*Directions for this task:* All lines from the one with "Could you please pick out the pile" to the end need to be copied exactly, with nothing before them.
** start Source records **
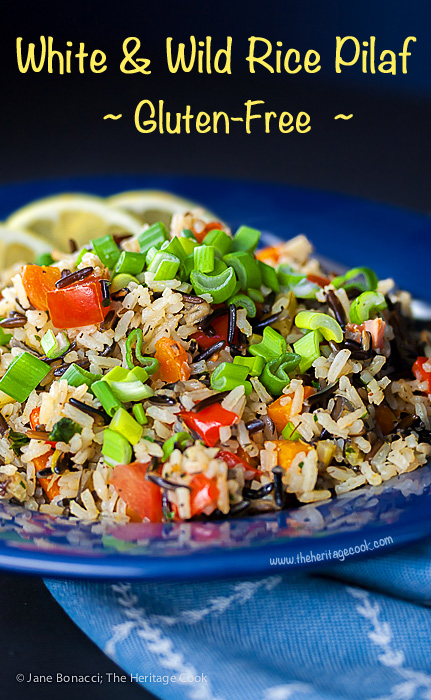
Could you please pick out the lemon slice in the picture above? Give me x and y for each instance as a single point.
(18, 245)
(65, 216)
(150, 206)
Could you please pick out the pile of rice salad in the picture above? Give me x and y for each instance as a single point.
(177, 375)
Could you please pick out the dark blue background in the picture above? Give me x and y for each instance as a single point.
(52, 126)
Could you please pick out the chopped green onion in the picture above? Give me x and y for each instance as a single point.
(272, 345)
(54, 345)
(179, 439)
(256, 295)
(221, 287)
(254, 365)
(149, 256)
(297, 283)
(102, 391)
(44, 259)
(22, 376)
(244, 302)
(174, 247)
(126, 425)
(116, 449)
(153, 236)
(106, 250)
(149, 363)
(187, 233)
(246, 268)
(290, 433)
(309, 348)
(131, 391)
(139, 413)
(188, 244)
(275, 375)
(4, 337)
(204, 258)
(164, 265)
(64, 430)
(269, 276)
(246, 239)
(328, 326)
(130, 263)
(75, 376)
(368, 282)
(366, 305)
(228, 376)
(220, 240)
(121, 282)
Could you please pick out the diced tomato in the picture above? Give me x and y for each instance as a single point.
** end Source records **
*Correct result:*
Could you please pick out the pile of rice salad in the picture above? Give me x and y for each instance as a single point.
(177, 375)
Could you please pick out the dark blue background in the picture above? Give me x and y for each instance as a single point.
(52, 126)
Could you please pick out the chopped green onion in the picture above? Give me x and y for each instance as a single point.
(272, 345)
(54, 345)
(179, 439)
(256, 295)
(221, 287)
(254, 365)
(149, 256)
(297, 283)
(102, 391)
(44, 259)
(22, 376)
(244, 302)
(174, 247)
(126, 425)
(116, 449)
(153, 236)
(106, 250)
(149, 363)
(187, 233)
(246, 268)
(290, 433)
(309, 348)
(131, 391)
(139, 413)
(188, 244)
(275, 375)
(4, 337)
(204, 258)
(164, 265)
(64, 430)
(269, 276)
(246, 239)
(328, 326)
(130, 263)
(75, 376)
(368, 282)
(366, 305)
(228, 376)
(220, 240)
(121, 282)
Could you please pick out the diced tomato in the picture above? Give me x and y for each instance as a single point.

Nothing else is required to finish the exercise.